Please return the data word for word and leave out any picture it contains.

Saved entries:
-*-*-

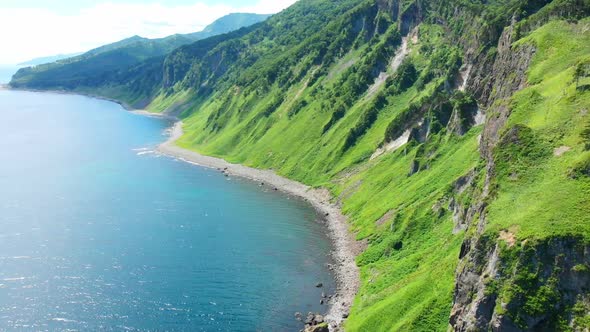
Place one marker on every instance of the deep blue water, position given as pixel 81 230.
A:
pixel 99 233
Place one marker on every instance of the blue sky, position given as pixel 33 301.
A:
pixel 36 28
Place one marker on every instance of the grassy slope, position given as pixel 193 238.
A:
pixel 537 198
pixel 408 269
pixel 411 286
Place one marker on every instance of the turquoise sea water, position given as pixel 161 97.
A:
pixel 99 233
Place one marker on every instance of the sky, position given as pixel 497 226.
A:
pixel 38 28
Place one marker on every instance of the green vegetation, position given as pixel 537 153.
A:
pixel 312 94
pixel 119 70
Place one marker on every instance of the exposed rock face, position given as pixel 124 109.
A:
pixel 543 278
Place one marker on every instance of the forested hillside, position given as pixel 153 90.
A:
pixel 113 62
pixel 454 134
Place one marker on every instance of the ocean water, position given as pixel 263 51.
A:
pixel 97 232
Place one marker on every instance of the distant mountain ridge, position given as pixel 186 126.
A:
pixel 47 59
pixel 97 64
pixel 454 134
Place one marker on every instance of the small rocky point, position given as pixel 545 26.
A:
pixel 315 323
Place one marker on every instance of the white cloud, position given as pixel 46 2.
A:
pixel 28 33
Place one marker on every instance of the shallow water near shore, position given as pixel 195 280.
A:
pixel 99 232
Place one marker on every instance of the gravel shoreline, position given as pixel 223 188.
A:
pixel 345 247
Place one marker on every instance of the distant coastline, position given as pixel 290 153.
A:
pixel 344 246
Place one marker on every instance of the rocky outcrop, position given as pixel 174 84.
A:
pixel 503 284
pixel 506 286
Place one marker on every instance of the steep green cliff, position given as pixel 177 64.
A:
pixel 103 69
pixel 454 134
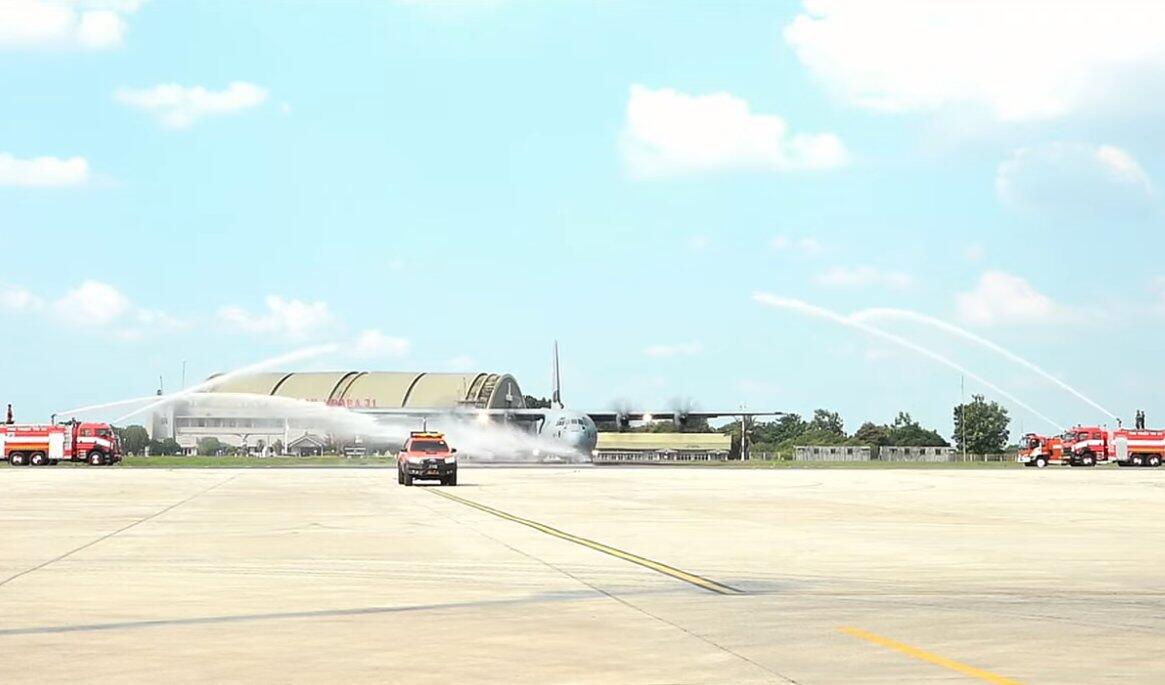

-*-*-

Result below:
Place one marker on every instance of the deep blue water, position given as pixel 81 230.
A:
pixel 99 233
Place one marker on every instance of the blue sky, position given as pixel 33 301.
A:
pixel 36 28
Place one marker on every instance of the grassy slope, position given as pixel 193 238.
A:
pixel 537 198
pixel 408 269
pixel 411 286
Place one marker on every instance of the turquoise sea water, position given as pixel 161 97.
A:
pixel 99 233
Place one marker on every instance of the sky, position given as pixel 497 226.
A:
pixel 38 28
Place one marker on every instance of the green vegetation, position given as pixel 537 153.
A:
pixel 312 94
pixel 119 70
Place one marker on every instance of the exposed rock face, position given as pixel 124 109.
A:
pixel 543 278
Place one marker on every instance of the forested hillside, position given as pixel 153 90.
A:
pixel 113 62
pixel 454 134
Place one marker on every instance of the ocean water, position given as pixel 263 51.
A:
pixel 97 232
Place one marker on every instance of the distant mountain ridge, position given as pixel 186 126.
A:
pixel 47 59
pixel 97 64
pixel 454 134
Place one marker on every instance of the small rocky point, position given as pixel 545 26.
A:
pixel 315 323
Place one marker on every instance of the white cloud, position given as pixel 46 2.
A:
pixel 28 33
Place one marker on every instance of the shallow water near shore, position given as pixel 195 280.
A:
pixel 99 232
Place one marker on every instance of the gravel shoreline, position given as pixel 223 188.
A:
pixel 345 247
Place one marker on every instance of the distant coastline, position given as pixel 290 153.
A:
pixel 344 246
Place one marker on every instance of the rocky outcrop, position given as pixel 174 84.
A:
pixel 503 284
pixel 506 286
Place one marker on every instance of the steep green cliff, position given as pixel 177 64.
A:
pixel 103 69
pixel 454 134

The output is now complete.